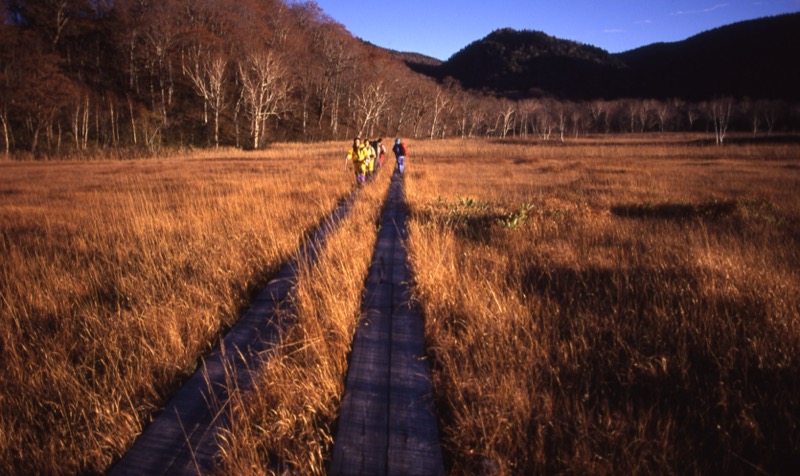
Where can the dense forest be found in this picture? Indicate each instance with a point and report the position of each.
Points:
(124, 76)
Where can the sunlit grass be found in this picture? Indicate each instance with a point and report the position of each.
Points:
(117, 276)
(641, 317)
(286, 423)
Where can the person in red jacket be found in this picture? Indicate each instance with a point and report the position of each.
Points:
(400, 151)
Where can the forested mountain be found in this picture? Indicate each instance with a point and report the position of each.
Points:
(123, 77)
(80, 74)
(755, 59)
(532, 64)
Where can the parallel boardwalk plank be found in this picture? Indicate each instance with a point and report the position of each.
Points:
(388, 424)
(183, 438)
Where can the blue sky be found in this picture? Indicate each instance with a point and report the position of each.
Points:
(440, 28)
# # # # #
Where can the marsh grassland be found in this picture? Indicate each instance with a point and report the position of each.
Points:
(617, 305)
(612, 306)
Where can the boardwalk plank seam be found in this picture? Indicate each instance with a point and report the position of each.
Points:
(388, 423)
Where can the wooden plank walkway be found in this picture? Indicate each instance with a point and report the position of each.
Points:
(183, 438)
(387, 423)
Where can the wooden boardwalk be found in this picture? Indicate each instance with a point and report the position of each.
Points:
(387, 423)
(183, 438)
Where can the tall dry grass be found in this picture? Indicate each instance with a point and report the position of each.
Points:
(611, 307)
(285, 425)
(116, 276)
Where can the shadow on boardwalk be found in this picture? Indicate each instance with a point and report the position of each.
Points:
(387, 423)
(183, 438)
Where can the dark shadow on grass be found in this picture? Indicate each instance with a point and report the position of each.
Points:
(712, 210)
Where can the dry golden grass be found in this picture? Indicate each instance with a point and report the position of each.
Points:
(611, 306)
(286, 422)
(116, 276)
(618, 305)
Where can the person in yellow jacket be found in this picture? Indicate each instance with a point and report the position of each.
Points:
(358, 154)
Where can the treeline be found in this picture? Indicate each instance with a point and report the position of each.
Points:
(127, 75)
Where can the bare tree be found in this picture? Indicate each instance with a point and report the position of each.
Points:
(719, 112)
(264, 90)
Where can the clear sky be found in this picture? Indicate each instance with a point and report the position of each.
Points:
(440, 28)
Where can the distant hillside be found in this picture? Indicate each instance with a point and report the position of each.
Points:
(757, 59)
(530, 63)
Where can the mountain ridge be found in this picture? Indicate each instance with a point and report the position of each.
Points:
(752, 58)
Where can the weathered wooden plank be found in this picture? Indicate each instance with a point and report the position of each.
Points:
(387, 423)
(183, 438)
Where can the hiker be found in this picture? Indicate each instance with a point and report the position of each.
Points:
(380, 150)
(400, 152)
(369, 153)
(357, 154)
# # # # #
[Task] Which of the lines above hold the string "mountain"? Copy each one.

[The answer]
Where can the forested mountain be found in this picture? Indicate each instance with a point and report the position of each.
Where can the mountain ridge be found in this picture? Indicate each instance with a point and report the position of each.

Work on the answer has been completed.